Instructions to follow: Copy the lines of the listing below verbatim, from the line containing "Target: overcast sky" to the line containing "pixel 438 426", including both of those lines.

(Pointing dataset records)
※
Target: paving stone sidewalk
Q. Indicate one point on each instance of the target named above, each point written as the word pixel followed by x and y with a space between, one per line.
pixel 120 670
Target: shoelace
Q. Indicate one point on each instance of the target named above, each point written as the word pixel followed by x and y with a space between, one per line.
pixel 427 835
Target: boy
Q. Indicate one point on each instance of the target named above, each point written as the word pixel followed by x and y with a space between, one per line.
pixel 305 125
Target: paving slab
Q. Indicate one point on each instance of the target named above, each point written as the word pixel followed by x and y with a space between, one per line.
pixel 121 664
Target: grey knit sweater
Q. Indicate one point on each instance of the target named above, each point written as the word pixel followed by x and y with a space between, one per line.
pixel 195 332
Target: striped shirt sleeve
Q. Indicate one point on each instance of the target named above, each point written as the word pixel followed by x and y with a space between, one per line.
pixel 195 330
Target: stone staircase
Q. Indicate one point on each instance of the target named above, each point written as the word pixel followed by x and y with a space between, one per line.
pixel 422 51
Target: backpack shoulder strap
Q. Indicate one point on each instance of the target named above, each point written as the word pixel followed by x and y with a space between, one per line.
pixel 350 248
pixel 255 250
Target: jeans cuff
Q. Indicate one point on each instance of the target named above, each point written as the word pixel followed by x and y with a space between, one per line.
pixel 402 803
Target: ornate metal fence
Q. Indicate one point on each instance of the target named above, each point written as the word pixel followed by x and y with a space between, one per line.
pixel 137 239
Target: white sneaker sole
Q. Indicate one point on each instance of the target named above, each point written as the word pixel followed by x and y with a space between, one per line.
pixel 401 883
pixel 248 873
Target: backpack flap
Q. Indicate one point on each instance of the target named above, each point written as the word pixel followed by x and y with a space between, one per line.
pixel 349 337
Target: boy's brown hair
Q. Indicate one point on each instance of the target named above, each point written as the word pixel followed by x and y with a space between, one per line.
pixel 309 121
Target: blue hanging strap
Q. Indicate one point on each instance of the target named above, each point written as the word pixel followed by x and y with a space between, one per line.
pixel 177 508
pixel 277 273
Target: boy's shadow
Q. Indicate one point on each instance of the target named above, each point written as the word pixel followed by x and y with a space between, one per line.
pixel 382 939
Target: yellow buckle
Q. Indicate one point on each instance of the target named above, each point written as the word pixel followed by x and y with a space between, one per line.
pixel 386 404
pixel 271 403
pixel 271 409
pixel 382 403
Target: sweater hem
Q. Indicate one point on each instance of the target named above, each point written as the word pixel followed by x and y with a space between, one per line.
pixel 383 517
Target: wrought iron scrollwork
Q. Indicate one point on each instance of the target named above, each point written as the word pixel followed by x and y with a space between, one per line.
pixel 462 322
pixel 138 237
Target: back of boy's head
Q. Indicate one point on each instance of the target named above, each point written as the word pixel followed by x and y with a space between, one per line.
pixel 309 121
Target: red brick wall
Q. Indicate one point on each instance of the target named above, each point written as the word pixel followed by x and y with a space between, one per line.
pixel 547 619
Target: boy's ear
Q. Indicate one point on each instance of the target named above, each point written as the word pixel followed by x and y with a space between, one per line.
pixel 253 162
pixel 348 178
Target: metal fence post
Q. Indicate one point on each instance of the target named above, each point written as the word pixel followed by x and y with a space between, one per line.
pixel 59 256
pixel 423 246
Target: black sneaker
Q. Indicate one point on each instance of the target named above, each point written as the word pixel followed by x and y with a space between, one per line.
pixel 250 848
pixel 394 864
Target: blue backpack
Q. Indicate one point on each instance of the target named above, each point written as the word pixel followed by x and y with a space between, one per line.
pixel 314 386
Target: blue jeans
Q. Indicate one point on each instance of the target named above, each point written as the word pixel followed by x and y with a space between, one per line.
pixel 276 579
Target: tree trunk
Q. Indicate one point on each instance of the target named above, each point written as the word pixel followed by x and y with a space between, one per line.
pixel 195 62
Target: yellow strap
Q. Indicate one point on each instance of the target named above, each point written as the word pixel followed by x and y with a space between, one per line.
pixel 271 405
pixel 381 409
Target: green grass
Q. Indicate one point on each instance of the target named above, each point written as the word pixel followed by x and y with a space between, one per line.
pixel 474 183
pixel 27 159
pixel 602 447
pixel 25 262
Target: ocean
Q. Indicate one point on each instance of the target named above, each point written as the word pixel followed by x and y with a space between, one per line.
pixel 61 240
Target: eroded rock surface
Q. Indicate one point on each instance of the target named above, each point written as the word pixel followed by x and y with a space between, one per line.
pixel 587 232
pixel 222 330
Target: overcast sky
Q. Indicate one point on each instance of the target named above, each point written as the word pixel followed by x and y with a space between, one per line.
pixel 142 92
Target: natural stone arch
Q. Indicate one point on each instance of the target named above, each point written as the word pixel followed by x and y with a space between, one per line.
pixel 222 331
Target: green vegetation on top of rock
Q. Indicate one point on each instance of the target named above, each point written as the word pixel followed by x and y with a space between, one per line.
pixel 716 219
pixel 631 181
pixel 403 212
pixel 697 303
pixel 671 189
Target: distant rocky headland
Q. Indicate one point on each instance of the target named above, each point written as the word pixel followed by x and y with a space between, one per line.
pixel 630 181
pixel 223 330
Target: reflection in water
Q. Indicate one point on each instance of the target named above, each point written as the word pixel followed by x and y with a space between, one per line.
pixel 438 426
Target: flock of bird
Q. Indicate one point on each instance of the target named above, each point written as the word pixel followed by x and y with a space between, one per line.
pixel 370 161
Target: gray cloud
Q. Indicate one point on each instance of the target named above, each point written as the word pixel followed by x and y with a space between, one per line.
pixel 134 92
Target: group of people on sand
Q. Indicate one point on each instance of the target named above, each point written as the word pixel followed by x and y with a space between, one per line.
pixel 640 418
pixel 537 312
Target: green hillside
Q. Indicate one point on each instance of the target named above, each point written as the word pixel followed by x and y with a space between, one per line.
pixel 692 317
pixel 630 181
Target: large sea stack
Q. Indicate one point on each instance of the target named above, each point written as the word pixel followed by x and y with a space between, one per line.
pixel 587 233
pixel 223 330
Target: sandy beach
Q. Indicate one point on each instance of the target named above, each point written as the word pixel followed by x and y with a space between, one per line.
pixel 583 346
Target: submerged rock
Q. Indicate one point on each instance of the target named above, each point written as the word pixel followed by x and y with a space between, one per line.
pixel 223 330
※
Final answer:
Target: overcast sky
Q. Indicate one point on each instance of the target named above, each point written as the word pixel followed by x and y with a space between, one per line.
pixel 142 92
Target: natural stone arch
Q. Indicate one point on each instance of the target named above, each point written as the word pixel followed by x and y with a space between, one per line.
pixel 222 331
Target: green vegetation on top of rock
Q. Indicate one point on each instance of the target named above, each point written as the word pixel followed by x and y with a space between, one per line.
pixel 716 219
pixel 631 181
pixel 403 212
pixel 697 303
pixel 671 189
Target: distant rocky headland
Q. Indicate one point on each instance of the target named above, each point written as the word pixel followed by x and y with a space between, one per line.
pixel 630 181
pixel 223 330
Target: reflection in water
Q. Indicate one point on each instance of the target named above, each point written as the word pixel followed by x and y with a space between, one per line.
pixel 438 426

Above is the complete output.